• Problems to solve
1. How would you render this sentence from the Ray Murphy biography in Spanish: "Raymond William Murphy (July 27, 1940 – July 16, 2023) was an American college football coach."
2. Answer these questions using the Ray Murphy biography:
(a) In what city and state did he die?
(b) Which school did he serve as an assistant football coach in 1975?
(c) What was his overall head coaching record in college?
3. Carry the Ray Murphy biography forward from its final sentence.

* START Source document *

Ray Murphy

Biographical details
- Born: July 27, 1940 New York City, New York, U.S.
- Died: July 16, 2023 (aged 82) Englewood, Florida, U.S.
- Alma mater: State University of New York College at Cortland (1962)

Playing career

Football
- 1957–1960: Cortland / Cortland State

Track and field
- 1957–1961: Cortland / Cortland State
- Positions: Running back, defensive back (football)

Coaching career (HC unless noted)

Football
- 1961: Homer Central HS (NY) (assistant)
- 1962–1963: Hauppauge HS (NY) (OC)
- 1964–1966: Harborfields HS (NY) (assistant)
- 1967–1968: Mercy HS (NY)
- 1969: South Jefferson HS (NY)
- 1970–1971: Albany (OB)
- 1972: Albany (OC)
- 1973: East Stroudsburg (OC)
- 1974: Bridgeport
- 1975: Ohio State (assistant)
- 1976: Pittsburgh (assistant)
- 1977–1979: Kean
- 1980: Cranford HS (NJ)
- 1981: William Paterson (QB)

Administrative career (AD unless noted)
- 1977–1979: Kean (assistant AD)

Head coaching record
- Overall: 16–22–2 (college)

= Ray Murphy (American football) =

American football coach (1940–2023)

Raymond William Murphy (July 27, 1940 – July 16, 2023) was an American college football coach. He was the head football coach for Mercy High School—now known as Bishop McGann-Mercy Diocesan High School—from 1966 to 1967, South Jefferson High School from 1968 to 1969, the University of Bridgeport in 1974, Kean College of New Jersey—now known as Kean University—from 1977 to 1979, and Cranford High School in 1980.

* END Source document *
* START Entries shown *

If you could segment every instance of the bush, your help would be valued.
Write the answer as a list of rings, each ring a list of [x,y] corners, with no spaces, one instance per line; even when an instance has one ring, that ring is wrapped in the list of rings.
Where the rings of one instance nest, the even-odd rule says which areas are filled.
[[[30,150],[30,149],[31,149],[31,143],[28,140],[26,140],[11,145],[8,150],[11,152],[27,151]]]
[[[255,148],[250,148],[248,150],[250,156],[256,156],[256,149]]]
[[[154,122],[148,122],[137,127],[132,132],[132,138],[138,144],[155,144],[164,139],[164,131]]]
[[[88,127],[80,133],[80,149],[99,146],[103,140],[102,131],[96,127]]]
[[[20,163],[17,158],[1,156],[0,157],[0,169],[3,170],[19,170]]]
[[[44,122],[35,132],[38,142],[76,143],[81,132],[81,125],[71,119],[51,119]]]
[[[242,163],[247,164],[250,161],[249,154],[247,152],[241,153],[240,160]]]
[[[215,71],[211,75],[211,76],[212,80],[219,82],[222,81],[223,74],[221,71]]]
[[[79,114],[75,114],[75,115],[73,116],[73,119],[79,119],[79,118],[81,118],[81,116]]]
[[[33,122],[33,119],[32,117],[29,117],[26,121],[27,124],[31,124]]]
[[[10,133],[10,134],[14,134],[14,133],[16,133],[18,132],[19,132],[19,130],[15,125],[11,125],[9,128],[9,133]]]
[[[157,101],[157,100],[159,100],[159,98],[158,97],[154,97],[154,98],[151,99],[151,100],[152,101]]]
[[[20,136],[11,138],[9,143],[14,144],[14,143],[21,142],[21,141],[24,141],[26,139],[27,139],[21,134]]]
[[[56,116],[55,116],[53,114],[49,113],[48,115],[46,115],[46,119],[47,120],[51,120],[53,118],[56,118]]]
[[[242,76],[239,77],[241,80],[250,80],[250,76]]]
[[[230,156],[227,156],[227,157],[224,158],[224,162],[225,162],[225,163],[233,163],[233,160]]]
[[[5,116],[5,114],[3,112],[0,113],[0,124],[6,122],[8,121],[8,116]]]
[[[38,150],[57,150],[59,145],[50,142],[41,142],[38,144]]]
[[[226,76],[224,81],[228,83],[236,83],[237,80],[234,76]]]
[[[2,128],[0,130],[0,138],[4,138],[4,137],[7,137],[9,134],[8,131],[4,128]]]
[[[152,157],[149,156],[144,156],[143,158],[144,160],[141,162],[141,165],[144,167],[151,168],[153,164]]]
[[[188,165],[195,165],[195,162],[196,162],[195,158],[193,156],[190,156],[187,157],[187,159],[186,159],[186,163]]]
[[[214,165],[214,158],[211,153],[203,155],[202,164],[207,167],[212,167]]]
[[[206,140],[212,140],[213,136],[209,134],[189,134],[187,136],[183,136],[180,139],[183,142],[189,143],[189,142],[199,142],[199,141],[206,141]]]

* END Entries shown *

• Answers given
1. Raymond William Murphy (27 de julio de 1940 – 16 de julio de 2023) fue un entrenador estadounidense de fútbol americano universitario.

2.
(a) Englewood, Florida
(b) Ohio State
(c) 16–22–2

3.
==Biography==
Murphy was born on July 27, 1940, in New York City. He attended St. Agnes Boys High School and the State University of New York College at Cortland, or simply Cortland, as a football and track athlete. As a member of the football team, Murphy was a running back and defensive back. He graduated from Cortland in 1962. He also later received his master's there.

Murphy began his coaching career in 1961, as an assistant for Homer Central High School. After one season, he joined Hauppauge High School as the team's offensive coordinator. In his first season, he helped lead the team to its best record in program history with a 4–3–1 record in the team's seventh season of play. Under his tutelage, his offenses players earned the nickname "Murphy's Marauders." In 1964 and 1966, he served as an assistant for Harborfields High School.

In 1967, Murphy earned his first head coaching position with Mercy High School—now known as Bishop McGann-Mercy Diocesan High School—as the team's inaugural coach. The team competed in the Interstate Catholic League (ICL) which housed local powerhouses La Salle Military Academy, St. Dominic's School, and Seton Hall High School. He began his tenure losing all eight games. The team began the season running the I formation before switching to single-wing at the suggestion of fellow conference member Pete Pizzarelli of Copiague High School. He served as head coach for two years before accepting the same position with South Jefferson High School. In his lone season with South Jefferson, he led the school to an undefeated record.

In 1970, Murphy accepted his first collegiate position as the offensive backfield coach and primary recruiter in a volunteer capacity for the start-up club program Albany, under head coach Bob Ford. Alongside Murphy, the six other assistants were either part-time graduate assistants or volunteers like himself. In 1972, he was promoted to offensive coordinator. He left the team in 1973 and was hired as the offensive coordinator for East Stroudsburg.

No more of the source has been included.